Source extract:
============================================================

The Food Web
The Food Web
This is a simplified representation
of the food web showing the main pathways. Food (energy) moves in the direction
of the arrows. The driving force is sunlight. Depictions of the various
organisms are not to scale. The food web is a simplified way of understanding
the process by which organisms in higher trophic levels gain energy by consuming
organisms at lower trophic levels. All energy in an ecosystem originates with
the sun. The solar energy is transformed by green plants through a process of
photosynthesis into stored chemical energy. This is consumed by plant-eating
animals, which are in turn consumed as food. Humans are part of the food web.
The concept of the food web explains how some persistent contaminants accumulate
in an ecosystem and become biologically magnified.
Bioaccumulation And Biomagnification
The nutrients necessary for plant growth (e.g., nitrogen and phosphorus) are found at very low concentrations in most natural waters. In order to obtain sufficient quantities for growth, phytoplankton must collect these chemical elements from a relatively large volume of water.

============================================================

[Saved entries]

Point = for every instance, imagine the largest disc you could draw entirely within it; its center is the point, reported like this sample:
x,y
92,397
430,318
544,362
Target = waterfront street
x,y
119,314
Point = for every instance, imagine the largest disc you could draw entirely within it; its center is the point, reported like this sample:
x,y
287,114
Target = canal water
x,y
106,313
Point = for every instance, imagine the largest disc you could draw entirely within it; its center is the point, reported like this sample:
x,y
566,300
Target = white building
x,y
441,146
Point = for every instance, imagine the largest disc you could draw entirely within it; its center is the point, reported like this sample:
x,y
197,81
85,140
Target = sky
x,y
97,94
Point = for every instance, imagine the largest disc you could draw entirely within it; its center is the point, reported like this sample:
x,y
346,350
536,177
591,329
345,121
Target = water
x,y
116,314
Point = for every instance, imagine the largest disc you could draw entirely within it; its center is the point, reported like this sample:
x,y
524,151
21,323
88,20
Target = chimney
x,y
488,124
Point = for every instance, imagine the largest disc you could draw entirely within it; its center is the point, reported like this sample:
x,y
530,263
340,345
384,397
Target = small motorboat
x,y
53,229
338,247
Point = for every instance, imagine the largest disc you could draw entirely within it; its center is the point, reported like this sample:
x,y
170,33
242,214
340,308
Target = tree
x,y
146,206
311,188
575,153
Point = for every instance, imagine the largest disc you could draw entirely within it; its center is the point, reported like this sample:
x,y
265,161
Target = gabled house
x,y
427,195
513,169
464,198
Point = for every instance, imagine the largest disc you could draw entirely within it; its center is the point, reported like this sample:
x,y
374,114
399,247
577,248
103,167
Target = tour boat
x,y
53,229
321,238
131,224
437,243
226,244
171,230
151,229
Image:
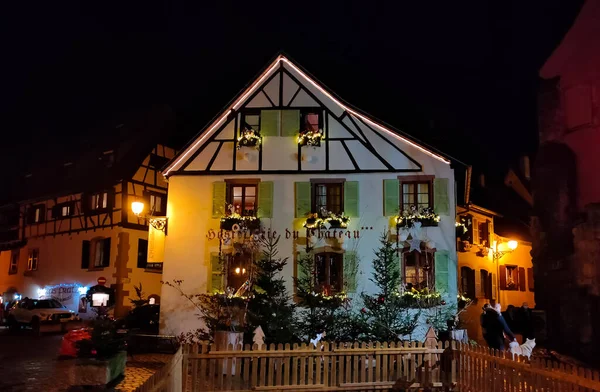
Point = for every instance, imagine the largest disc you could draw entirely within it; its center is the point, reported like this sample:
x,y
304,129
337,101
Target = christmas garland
x,y
249,138
425,215
311,138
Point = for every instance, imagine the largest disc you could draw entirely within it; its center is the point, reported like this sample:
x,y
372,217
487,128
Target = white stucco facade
x,y
354,149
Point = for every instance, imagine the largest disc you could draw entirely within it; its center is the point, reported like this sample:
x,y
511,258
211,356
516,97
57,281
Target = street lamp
x,y
497,254
159,223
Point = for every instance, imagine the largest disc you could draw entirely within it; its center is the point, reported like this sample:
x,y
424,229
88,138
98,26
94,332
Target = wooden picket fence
x,y
332,367
401,366
482,369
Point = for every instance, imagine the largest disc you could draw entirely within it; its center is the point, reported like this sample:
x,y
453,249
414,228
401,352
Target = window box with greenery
x,y
249,138
425,215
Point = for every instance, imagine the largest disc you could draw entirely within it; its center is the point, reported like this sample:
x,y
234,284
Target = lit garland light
x,y
249,138
311,138
318,221
245,222
425,215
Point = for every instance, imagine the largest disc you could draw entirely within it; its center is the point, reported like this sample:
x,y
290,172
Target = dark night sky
x,y
469,65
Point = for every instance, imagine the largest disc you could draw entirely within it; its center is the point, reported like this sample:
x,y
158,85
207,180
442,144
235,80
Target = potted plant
x,y
311,138
249,138
101,358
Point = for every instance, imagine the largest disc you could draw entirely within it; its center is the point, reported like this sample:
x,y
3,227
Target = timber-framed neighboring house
x,y
71,223
287,148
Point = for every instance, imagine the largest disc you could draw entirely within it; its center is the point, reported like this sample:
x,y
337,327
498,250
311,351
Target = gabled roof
x,y
283,62
84,170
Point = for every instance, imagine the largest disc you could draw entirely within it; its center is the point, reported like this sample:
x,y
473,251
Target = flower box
x,y
249,138
97,372
311,138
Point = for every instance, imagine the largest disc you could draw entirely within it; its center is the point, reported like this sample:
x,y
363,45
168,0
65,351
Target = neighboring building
x,y
356,166
71,224
489,270
567,191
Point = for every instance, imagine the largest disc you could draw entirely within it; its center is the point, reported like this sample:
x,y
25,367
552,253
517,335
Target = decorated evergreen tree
x,y
270,305
388,317
317,309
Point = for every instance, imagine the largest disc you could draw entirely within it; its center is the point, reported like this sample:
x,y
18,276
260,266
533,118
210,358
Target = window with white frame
x,y
33,259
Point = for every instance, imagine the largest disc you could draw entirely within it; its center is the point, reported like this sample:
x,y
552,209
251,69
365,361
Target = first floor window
x,y
329,272
14,262
328,196
32,259
512,277
486,284
99,201
418,269
243,198
467,280
238,268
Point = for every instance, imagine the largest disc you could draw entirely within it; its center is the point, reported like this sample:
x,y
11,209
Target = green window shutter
x,y
351,198
269,122
290,122
265,199
301,274
391,197
350,271
219,199
303,204
441,271
216,273
441,202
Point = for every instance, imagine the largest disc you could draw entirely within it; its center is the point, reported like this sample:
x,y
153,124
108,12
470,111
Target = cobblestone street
x,y
30,363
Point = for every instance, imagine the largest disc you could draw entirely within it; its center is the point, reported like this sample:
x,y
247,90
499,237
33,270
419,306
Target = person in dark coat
x,y
495,327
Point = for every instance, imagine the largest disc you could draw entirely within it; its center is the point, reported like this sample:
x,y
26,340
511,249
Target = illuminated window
x,y
99,201
329,277
243,198
36,214
328,196
417,269
100,299
311,122
14,262
238,267
32,259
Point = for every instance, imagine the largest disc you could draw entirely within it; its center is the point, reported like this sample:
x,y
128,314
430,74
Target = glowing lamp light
x,y
137,207
100,299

============================================================

Assignment 1: In the food web text, copy out the passage between "The concept of" and "volume of water.", inclusive.
Assignment 2: Condense the paragraph of the food web text that begins "This is a simplified representation" into a short bulleted list of its main facts.

Problem solution 1:
The concept of the food web explains how some persistent contaminants accumulate
in an ecosystem and become biologically magnified.
Bioaccumulation And Biomagnification
The nutrients necessary for plant growth (e.g., nitrogen and phosphorus) are found at very low concentrations in most natural waters. In order to obtain sufficient quantities for growth, phytoplankton must collect these chemical elements from a relatively large volume of water.

Problem solution 2:
- The food web is a simplified picture of the main pathways by which food (energy) moves.
- It shows how organisms in higher trophic levels gain energy by eating those in lower levels.
- All energy in an ecosystem comes from the sun.
- Green plants turn solar energy into stored chemical energy through photosynthesis.
- Plant-eating animals consume this energy, and they are in turn eaten.
- Humans are part of the food web.
- The concept explains how some persistent contaminants build up in an ecosystem and become biologically magnified.